[Start Provided data]
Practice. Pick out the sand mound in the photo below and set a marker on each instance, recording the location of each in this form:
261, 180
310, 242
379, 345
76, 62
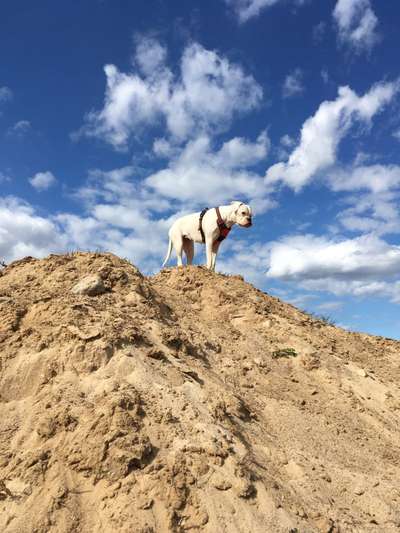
[End Provided data]
### The problem
Rewrite all the rows above, changing "marker" to "pin" and keeping everything else the same. Leave the pictures out.

### Answer to the exercise
Practice. Pick out the sand mound in the photo below and set a pin on each instance, recording the location of each in this form:
261, 180
310, 242
379, 345
76, 62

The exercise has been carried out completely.